What needs to be done: Format the lines of the records below as a JSON list of strings, one string per line, from the line containing "Locate the green stem" through the end of the records, both ends included. Leave out blank lines.

[begin Available records]

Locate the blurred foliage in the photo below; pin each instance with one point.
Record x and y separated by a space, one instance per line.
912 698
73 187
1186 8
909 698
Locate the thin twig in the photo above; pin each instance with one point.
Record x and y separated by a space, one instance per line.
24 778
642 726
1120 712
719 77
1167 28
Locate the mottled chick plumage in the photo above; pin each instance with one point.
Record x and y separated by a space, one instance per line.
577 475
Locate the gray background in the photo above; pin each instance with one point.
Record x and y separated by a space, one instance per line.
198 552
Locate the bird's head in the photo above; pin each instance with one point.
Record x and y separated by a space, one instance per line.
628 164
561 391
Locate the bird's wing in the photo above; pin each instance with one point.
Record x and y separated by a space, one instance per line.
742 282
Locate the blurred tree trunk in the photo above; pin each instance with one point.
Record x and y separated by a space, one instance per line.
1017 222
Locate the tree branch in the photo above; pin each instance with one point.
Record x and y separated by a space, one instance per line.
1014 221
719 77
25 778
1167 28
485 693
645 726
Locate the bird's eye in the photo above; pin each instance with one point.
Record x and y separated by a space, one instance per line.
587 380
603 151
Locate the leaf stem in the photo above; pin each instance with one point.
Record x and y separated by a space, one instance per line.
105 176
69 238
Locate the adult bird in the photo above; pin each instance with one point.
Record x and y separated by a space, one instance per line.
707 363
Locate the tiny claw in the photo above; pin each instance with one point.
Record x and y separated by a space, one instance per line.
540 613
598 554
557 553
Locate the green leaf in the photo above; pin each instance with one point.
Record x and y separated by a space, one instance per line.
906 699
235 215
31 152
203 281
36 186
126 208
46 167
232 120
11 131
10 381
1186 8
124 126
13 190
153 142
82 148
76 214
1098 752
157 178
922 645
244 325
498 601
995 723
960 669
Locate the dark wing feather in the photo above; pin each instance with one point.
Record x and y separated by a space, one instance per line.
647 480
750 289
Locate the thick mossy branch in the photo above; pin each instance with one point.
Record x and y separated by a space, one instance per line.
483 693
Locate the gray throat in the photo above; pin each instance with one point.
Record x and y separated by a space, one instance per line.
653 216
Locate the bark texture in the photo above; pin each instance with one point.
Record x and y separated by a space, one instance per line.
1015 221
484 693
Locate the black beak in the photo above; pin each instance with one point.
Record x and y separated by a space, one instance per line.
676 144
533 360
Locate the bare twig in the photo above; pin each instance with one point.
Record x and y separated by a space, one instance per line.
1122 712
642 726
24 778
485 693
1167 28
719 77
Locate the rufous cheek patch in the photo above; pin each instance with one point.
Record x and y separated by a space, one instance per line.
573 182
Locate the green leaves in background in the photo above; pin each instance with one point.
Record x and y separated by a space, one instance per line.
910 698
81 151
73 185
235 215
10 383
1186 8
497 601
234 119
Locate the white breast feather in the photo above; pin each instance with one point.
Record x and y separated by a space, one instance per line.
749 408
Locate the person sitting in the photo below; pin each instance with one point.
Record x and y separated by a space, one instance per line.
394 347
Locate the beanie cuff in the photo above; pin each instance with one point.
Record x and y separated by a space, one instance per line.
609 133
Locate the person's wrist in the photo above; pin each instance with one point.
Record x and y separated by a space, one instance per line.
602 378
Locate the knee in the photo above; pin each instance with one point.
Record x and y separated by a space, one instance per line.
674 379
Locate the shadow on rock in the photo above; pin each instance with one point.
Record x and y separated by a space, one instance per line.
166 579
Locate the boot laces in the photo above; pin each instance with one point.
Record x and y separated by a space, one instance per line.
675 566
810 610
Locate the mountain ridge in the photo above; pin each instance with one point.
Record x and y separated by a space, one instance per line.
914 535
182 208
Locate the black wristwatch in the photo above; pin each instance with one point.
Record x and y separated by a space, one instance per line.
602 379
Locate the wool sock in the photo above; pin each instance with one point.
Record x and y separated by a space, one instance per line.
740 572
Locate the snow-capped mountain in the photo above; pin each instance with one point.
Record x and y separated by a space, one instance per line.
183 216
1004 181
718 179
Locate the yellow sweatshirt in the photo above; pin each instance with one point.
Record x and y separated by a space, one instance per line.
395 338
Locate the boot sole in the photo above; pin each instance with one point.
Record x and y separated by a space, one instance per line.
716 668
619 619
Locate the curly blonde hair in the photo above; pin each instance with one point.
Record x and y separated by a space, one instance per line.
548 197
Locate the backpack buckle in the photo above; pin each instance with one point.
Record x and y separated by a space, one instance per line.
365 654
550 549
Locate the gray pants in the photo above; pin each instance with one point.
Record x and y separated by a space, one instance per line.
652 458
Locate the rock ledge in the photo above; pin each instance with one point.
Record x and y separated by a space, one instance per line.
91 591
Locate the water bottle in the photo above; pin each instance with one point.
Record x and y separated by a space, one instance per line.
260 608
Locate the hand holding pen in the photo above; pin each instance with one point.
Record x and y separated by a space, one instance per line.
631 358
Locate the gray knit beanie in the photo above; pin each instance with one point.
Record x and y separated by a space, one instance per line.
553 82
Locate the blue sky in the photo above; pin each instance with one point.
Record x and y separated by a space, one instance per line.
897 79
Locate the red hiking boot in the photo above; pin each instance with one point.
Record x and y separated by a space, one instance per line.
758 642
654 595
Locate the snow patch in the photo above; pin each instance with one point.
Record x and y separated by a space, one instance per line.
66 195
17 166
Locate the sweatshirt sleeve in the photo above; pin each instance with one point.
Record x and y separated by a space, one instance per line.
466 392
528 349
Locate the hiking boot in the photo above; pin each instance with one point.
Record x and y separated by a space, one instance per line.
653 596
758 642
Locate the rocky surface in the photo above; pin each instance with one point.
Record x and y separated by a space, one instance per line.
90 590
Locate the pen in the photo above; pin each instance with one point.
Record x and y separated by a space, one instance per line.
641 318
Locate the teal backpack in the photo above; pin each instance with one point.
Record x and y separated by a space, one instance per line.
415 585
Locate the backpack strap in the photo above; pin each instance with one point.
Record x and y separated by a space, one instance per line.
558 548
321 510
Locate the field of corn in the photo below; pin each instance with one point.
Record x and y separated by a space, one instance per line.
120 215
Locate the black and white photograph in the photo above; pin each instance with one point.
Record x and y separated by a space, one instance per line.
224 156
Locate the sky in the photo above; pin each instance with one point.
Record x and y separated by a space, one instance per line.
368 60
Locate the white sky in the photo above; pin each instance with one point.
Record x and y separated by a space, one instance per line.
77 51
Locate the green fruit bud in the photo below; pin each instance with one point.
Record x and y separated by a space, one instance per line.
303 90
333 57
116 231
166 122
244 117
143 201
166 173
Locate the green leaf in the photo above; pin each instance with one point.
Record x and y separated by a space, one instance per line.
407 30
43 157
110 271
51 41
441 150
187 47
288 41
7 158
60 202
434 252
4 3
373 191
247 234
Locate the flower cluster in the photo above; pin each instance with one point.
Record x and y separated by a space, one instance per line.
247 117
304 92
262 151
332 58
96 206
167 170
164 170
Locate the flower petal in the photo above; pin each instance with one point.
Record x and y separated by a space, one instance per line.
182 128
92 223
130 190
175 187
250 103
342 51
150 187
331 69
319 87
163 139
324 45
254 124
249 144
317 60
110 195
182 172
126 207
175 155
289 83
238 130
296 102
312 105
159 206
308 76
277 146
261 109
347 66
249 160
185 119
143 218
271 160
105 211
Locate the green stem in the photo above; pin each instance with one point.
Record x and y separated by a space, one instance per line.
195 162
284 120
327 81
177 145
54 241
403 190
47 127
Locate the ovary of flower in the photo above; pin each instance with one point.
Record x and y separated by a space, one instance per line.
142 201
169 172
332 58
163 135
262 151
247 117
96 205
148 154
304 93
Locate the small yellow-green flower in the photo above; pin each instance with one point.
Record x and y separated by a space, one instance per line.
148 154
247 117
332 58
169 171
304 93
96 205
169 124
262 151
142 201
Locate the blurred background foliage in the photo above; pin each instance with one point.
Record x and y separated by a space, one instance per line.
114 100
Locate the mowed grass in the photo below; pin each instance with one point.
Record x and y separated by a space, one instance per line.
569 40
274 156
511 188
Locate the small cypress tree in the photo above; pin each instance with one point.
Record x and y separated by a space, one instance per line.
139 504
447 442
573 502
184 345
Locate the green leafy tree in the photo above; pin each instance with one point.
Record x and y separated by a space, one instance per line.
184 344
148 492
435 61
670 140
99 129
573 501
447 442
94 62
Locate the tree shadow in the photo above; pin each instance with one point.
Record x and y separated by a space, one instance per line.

[end Available records]

Exercise answer:
[
  "Locate the green stem in the photo above; pin each instance with one point.",
  "Record x and y separated by a space, one instance per line.",
  "195 162",
  "284 120",
  "327 81",
  "177 145",
  "54 241",
  "403 190",
  "47 127",
  "Locate the ovary of flower in the photo above; pin each instance with one point.",
  "Record x and y separated by a space, one instance per line.",
  "142 201",
  "169 172",
  "332 58",
  "163 135",
  "262 151",
  "247 117",
  "96 205",
  "148 154",
  "304 93",
  "Locate the small yellow-green flower in the photo above; pin each instance with one point.",
  "Record x and y separated by a space, one instance per line.",
  "148 154",
  "247 117",
  "332 58",
  "169 171",
  "304 93",
  "96 205",
  "169 124",
  "262 151",
  "142 201",
  "Locate the blurred background foliage in the photo above; pin each instance with one point.",
  "Record x and y separated by a space, one instance per line.",
  "114 100",
  "Locate the mowed grass in the photo below; pin each instance with one point.",
  "Record x and y separated by a space, one instance per line.",
  "569 40",
  "274 156",
  "511 188",
  "Locate the small cypress tree in the photo above; pin each instance with one point.",
  "Record x and y separated by a space, one instance per line.",
  "139 504",
  "447 442",
  "573 502",
  "184 345",
  "Locate the green leafy tree in the photo above; pin each instance with one point.",
  "Record x and y separated by a space, one instance per line.",
  "184 344",
  "148 492",
  "435 61",
  "670 140",
  "99 129",
  "573 501",
  "447 442",
  "94 62",
  "Locate the tree shadow in the photo above; pin each instance with one point.",
  "Record x and y separated by a space, one instance per line."
]